→ **Trecho do texto**:
A influência da literatura de Tolkien na música - Especial Blind Guardian (5)

Nesta quinta postagem sobre o “casamento” da banda alemã Blind Guardian com a literatura fantástica, em especial a de J. R. R. Tolkien, falaremos do quinto álbum de estúdio: Imaginations From The Otherside, lançado em 1995. 



Logo, considerado o disco mais “dark” que os lançados anteriormente, possui em sua arte da capa, o que parece ser uma escrivaninha, um livro sendo escrito e um adorno de uma paisagem medieval com direito a amuleto e dragões. 
A faixa título é um mix de “homenagens” incrivelmente especial:



Where's the ocean's daughter?
Was Peter Pan in Mordor?
(Onde está a filha do oceano? / Era Peter Pan em Mordor?)

Neste primeiro trecho, há uma referência ao personagem Peter Pan e também ao O Senhor dos Anéis ("Mordor"). Peter Pan é uma metáfora de um menino que não queria crescer. A peça de teatro  original, Peter and Wendy, foi escrita pelo escocês J. M. Barrie. O enredo pauta num garoto que vive em um lugar mágico chamado "Neverland" - ou como conhecemos, a "Terra do Nunca" - vivendo aventuras.
As referências à outras histórias não param por aí! 

All these fairy tales
May I return to Oz
Will I meet the Tin Man
Coward Lion, where are you?
Without brain the Scarecrow's lost
In the middle of the lake
(Todos esses contos de fadas / Posso voltar para Oz / Vou conhecer o Homem de Lata / Leão Covarde, cadê você? / Sem cérebro o Espantalho está perdido / No meio do lago)

Acima há claramente uma menção ao O Maravilhoso Mágico de Oz de L. Frank Baum, de 1900! Esse romance foi considerado o primeiro conto de fadas genuinamente americano. Nele, há até referências  politico-sociais americanos do fim do século XIX.  Kansas, um estado rural, teria muitos eleitores do partido populista americano e o Espantalho seria a metáfora do homem fazendeiro e o Homem de Lata, o contraponto - ao trabalhador industrial.

→ **Seção de dados**:
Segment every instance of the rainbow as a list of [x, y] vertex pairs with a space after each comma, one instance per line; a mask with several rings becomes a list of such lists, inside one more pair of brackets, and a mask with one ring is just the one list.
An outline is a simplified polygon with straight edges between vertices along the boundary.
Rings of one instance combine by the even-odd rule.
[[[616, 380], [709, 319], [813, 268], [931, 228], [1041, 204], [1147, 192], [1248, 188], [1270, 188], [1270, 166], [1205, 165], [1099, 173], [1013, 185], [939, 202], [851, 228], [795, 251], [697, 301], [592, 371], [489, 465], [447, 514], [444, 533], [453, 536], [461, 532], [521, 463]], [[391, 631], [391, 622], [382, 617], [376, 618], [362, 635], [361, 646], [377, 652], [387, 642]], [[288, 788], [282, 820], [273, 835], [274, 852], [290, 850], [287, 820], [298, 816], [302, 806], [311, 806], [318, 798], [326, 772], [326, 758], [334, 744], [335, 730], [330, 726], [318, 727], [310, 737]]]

→ **Tarefas**:
#1 Transcreva literalmente a parte do texto sobre o Blind Guardian que começa com as palavras que contêm “A influência da” e termina com “amuleto e dragões.”.
#2 Dê continuidade ao texto sobre o álbum Imaginations From The Otherside, do Blind Guardian, a partir da última frase apresentada.

→ **Em resposta**:
#1
A influência da literatura de Tolkien na música - Especial Blind Guardian (5)

Nesta quinta postagem sobre o “casamento” da banda alemã Blind Guardian com a literatura fantástica, em especial a de J. R. R. Tolkien, falaremos do quinto álbum de estúdio: Imaginations From The Otherside, lançado em 1995. 



Logo, considerado o disco mais “dark” que os lançados anteriormente, possui em sua arte da capa, o que parece ser uma escrivaninha, um livro sendo escrito e um adorno de uma paisagem medieval com direito a amuleto e dragões.

#2
O conto popularizou-se ainda mais pela adaptação em cinema com Judy Garland fazendo a garota Dorothy, e foi lançado em 1939, dirigido por Victor Fleming. 
A produção do longa envolveu tanta "confusão" que, hoje há vários dossiês disponíveis pela web contando os problemas que ocorrera nos bastidores das filmagens, inclusive, os abusos sofridos por Judy, que teve conseqüências drásticas em sua vida pessoal. 

Do you know if Merlin did exist?
Or Frodo wore the ring?
Did Corum kill the gods?
Or where's the wonderland
Which young Alice had seen
Or was it just a dream?
I knew the answers
Now they're lost for me
(Você sabe se Merlin existiu? / Ou Frodo usava o anel? / Será que Corum matou os deuses? / Ou onde está o país das maravilhas / Que a jovem Alice viu / Ou foi apenas um sonho? / Eu sabia as respostas / Agora elas estão perdidas para mim)

Neste ponto da letra de Hansi Kursch, o vocalista e baixista da banda, trás uma menção à Merlin, o mago conselheiro do Rei Artur das histórias do ciclo arturiano. Já apresentamos nessa série de postagens que Tolkien não tinha um, mas os dois pés muito bem fincados no grupo de autores que desenvolveram ou traduziram algo referente ao compêndio dessas lendas. Era um ávido leitor de tudo que envolvesse as Lendas do Rei Artur.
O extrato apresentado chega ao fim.